Every entry must be set down exactly in the answer; no pictures should appear.

DATA FOR PROCESSING -
◇ ◇ ◇ ◇ ◇
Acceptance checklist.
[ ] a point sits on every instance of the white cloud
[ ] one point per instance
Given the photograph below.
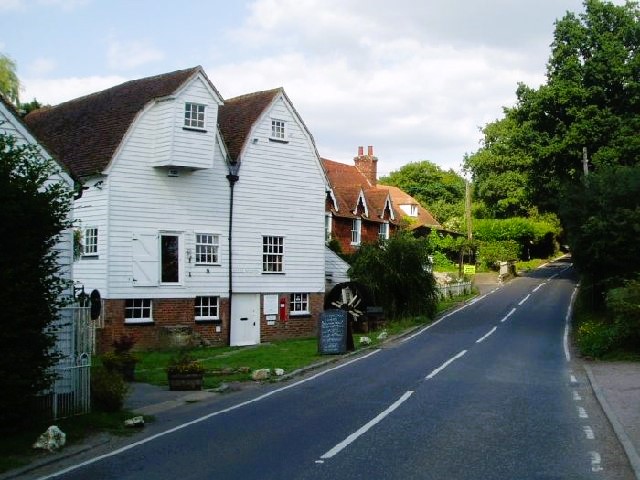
(64, 4)
(129, 55)
(12, 5)
(54, 91)
(41, 66)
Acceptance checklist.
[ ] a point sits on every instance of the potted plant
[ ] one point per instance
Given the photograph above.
(121, 359)
(184, 372)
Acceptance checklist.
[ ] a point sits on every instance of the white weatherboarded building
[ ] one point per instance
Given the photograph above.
(154, 156)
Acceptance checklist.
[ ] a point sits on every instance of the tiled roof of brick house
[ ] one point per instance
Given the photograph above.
(348, 181)
(84, 133)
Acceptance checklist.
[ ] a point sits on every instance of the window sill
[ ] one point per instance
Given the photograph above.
(278, 140)
(144, 321)
(211, 321)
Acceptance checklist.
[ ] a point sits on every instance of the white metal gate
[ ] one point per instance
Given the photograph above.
(75, 339)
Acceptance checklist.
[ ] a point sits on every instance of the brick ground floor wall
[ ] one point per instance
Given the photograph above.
(174, 324)
(293, 326)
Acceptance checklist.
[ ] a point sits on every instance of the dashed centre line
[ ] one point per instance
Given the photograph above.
(521, 302)
(445, 365)
(487, 335)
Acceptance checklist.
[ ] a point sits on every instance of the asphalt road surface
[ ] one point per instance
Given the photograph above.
(489, 391)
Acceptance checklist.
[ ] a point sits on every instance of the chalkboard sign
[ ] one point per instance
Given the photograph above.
(332, 334)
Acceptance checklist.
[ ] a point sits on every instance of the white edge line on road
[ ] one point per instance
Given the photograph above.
(202, 419)
(567, 322)
(504, 319)
(444, 365)
(487, 335)
(366, 427)
(422, 330)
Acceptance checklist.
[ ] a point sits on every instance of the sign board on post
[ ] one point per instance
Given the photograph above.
(469, 269)
(332, 332)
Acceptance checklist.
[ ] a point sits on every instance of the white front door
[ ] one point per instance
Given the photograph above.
(245, 319)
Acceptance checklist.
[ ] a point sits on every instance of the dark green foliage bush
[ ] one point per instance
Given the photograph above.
(108, 390)
(397, 273)
(33, 213)
(490, 253)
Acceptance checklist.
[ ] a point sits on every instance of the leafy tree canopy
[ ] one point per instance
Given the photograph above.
(9, 83)
(395, 271)
(34, 211)
(440, 191)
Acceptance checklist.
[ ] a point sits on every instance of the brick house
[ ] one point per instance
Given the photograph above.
(358, 210)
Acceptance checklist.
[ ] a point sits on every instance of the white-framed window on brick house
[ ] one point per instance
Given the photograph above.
(356, 226)
(383, 231)
(206, 308)
(170, 258)
(299, 304)
(194, 115)
(328, 223)
(138, 310)
(278, 129)
(272, 254)
(207, 249)
(90, 242)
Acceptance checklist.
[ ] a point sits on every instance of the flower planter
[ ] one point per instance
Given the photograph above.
(185, 381)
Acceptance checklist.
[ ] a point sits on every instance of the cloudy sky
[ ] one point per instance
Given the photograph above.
(414, 78)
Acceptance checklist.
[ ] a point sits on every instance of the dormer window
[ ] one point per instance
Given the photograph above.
(278, 129)
(411, 209)
(194, 116)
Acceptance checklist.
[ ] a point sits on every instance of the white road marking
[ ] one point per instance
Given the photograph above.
(504, 319)
(365, 428)
(422, 330)
(489, 333)
(567, 321)
(445, 365)
(202, 419)
(596, 462)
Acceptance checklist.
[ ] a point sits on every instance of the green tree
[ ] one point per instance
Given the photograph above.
(500, 171)
(395, 271)
(602, 218)
(34, 212)
(591, 99)
(9, 83)
(440, 191)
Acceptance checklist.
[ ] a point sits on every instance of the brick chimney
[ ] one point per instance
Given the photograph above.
(367, 165)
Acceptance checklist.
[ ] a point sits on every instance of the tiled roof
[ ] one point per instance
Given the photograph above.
(238, 115)
(84, 133)
(347, 183)
(400, 197)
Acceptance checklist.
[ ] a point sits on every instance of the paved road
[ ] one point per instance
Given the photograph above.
(487, 392)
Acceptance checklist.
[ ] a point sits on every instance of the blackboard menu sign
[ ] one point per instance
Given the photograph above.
(332, 334)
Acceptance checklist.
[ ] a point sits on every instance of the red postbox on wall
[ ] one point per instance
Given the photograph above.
(283, 309)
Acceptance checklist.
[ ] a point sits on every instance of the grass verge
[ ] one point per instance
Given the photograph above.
(16, 446)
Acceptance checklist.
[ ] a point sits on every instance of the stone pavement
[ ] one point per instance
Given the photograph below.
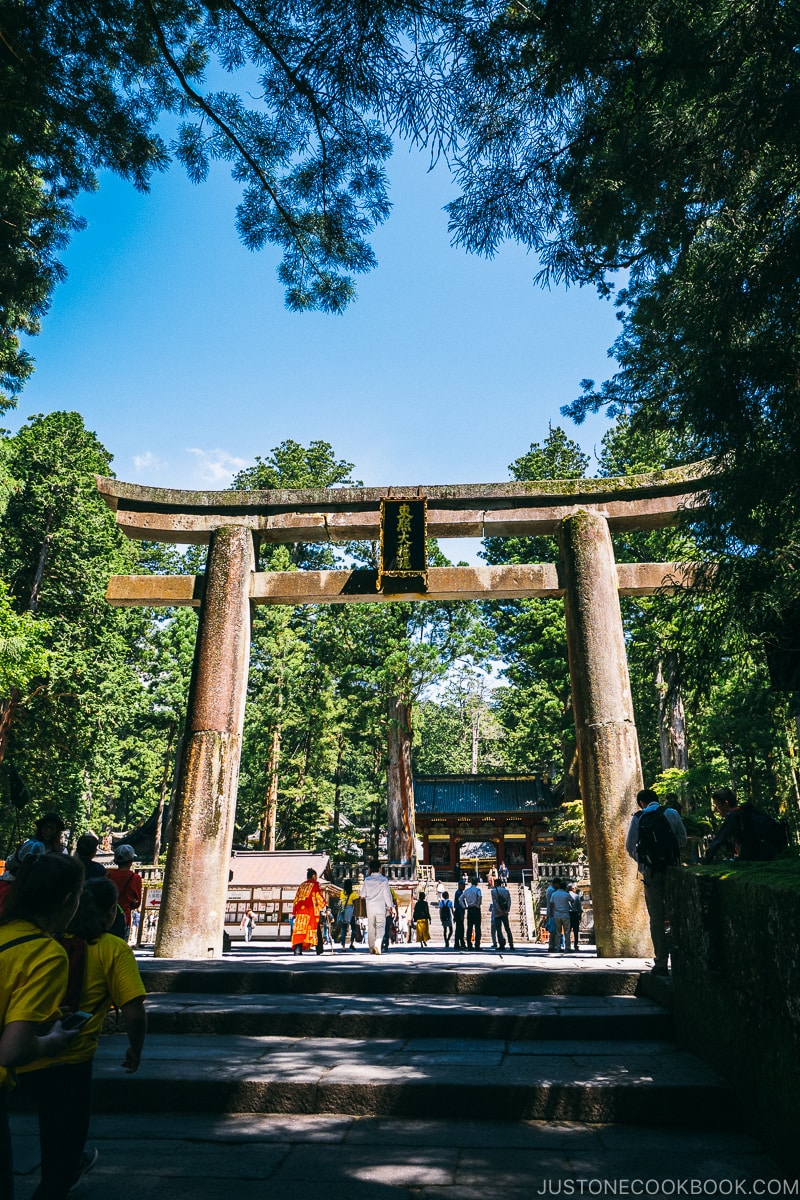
◇ ◇ ◇ ◇ ◇
TASK RESULT -
Acceptance checklist.
[ ] a point sits on every instance of the white cloud
[ ] one point per instance
Given the photograph below.
(64, 4)
(129, 55)
(12, 5)
(54, 91)
(41, 66)
Acceptance checklist.
[ ] a point sits on every instance of the potted plant
[ ] one point per instance
Given the photograph above.
(121, 359)
(184, 372)
Acceptance checklist.
[ ] a point sits on every instance of the white weatherboarded building
[ ] one point per instance
Given the photograph above.
(154, 156)
Acceptance checklist.
[ ] a point sits on every instance of the tiled roof of brick house
[ ] one point per instance
Given the photograph above.
(348, 181)
(84, 133)
Acceptance checklist.
[ ] a point sits on every instance of the window sill
[ ] one point per instance
Given the photograph above.
(278, 140)
(144, 321)
(211, 321)
Acceptance checklist.
[ ] a point sits on every instance of the white metal gate
[ ] one point per instance
Given the photograph above.
(75, 339)
Acceptance checklist.
[ ] a point sits on every instance of the brick ground floor wall
[ ] one point per instance
Given the photograph above.
(174, 324)
(293, 326)
Acceptance checklist.
[ ] a point sits on every instance of the dashed centre line
[ ] one point per instance
Given the photograph above.
(521, 302)
(445, 365)
(487, 335)
Acceptance checklist.
[ ] a point sits on every instance of the asphalt road surface
[ ] one point per instance
Given the photograph above.
(489, 391)
Acceptance checklist.
[ ] a point sits on every instance of the chalkboard sign
[ ] one point per instance
Given the photograph above.
(332, 334)
Acceptance checklist.
[ ] a point sits on every instance of the white edge line on road
[ ] one point per instance
Given the photograph above.
(202, 419)
(567, 322)
(504, 319)
(444, 365)
(487, 335)
(366, 427)
(422, 330)
Acceptance checklist.
[ ] a point sits on every instance of the sign board on post
[ ] one point per instance
Given the photograph above.
(469, 269)
(332, 332)
Acceptance checklist.
[ ] a point sits on every instance of the white front door
[ ] one point per instance
Given the photograph above.
(245, 319)
Acceptance checklist.
[ ] a point sits on every instance of the dark green foliage bush
[ ] one point per instance
Given the photograph above.
(108, 390)
(397, 273)
(33, 213)
(490, 253)
Acceptance checklist.
[ ] a point sits on every instance of the leafy tree canopy
[ ] one point per instance
Given the photograph above.
(9, 83)
(395, 271)
(34, 211)
(440, 191)
Acceptance checklist.
[ ] a point sits on every instance of the brick house
[ ] one point per instance
Given the photograph above.
(358, 210)
Acceptance checklist.
[ ] a point sits on every instance of the white-framed window on brick house
[ ] one point per instance
Given the photograph above.
(356, 226)
(383, 231)
(206, 308)
(170, 258)
(299, 304)
(194, 115)
(328, 223)
(138, 310)
(278, 129)
(272, 254)
(207, 249)
(90, 242)
Acceptance checklist.
[ ] a point sits on every instance of the flower planter
[ ] one point per instance
Given the photograph above.
(185, 381)
Acceptance checklist.
[ ] a point sits on every instance of the cloudy sky
[ ] one point per instance
Given the photograph above.
(414, 78)
Acceptance checklist.
[ ] a point sits on every instance of the dormer window
[ ] one point per instance
Given the photograph above.
(278, 129)
(411, 209)
(194, 116)
Acceptance checklist.
[ ] a point sits on every instance of the white road marking
[ ] one point per instance
Given the photograph above.
(504, 319)
(365, 428)
(422, 330)
(489, 333)
(567, 321)
(445, 365)
(202, 419)
(596, 462)
Acceptance checklist.
[ ] a point sits on every instance of the green tree
[ ] one point per instance
Given the photograph above.
(500, 171)
(395, 271)
(602, 218)
(34, 212)
(591, 99)
(9, 83)
(440, 191)
Acceptance checklist.
[ ] a point sits on every instance of the brick chimney
[ ] one point per instance
Given the photograph above.
(367, 165)
Acceptance checklist.
[ ] a point sits on every instance of the tiled roof
[ ] one point per instance
Given the photograph above.
(238, 115)
(84, 133)
(347, 183)
(400, 197)
Acceptance checklist.
[ ] a point sits on every instance of the paved road
[ ] one point per instance
Given the photograph above.
(487, 392)
Acceptance checklist.
[ ] a point sits on every instance of the blackboard menu sign
[ ] one point per instance
Given the photograph above.
(332, 334)
Acceptance checklist.
[ ] a point sits on every instance of the red postbox on wall
[ ] one point per instance
Given the photograph above.
(283, 309)
Acceptance checklist.
[ ] a point sits on every instance of the grass verge
[ ] one point per instance
Given the photograph above.
(16, 446)
Acceptance checklist.
[ ] a point sits on every instance of the stone pavement
[ ] one point per instance
Given the photograph below.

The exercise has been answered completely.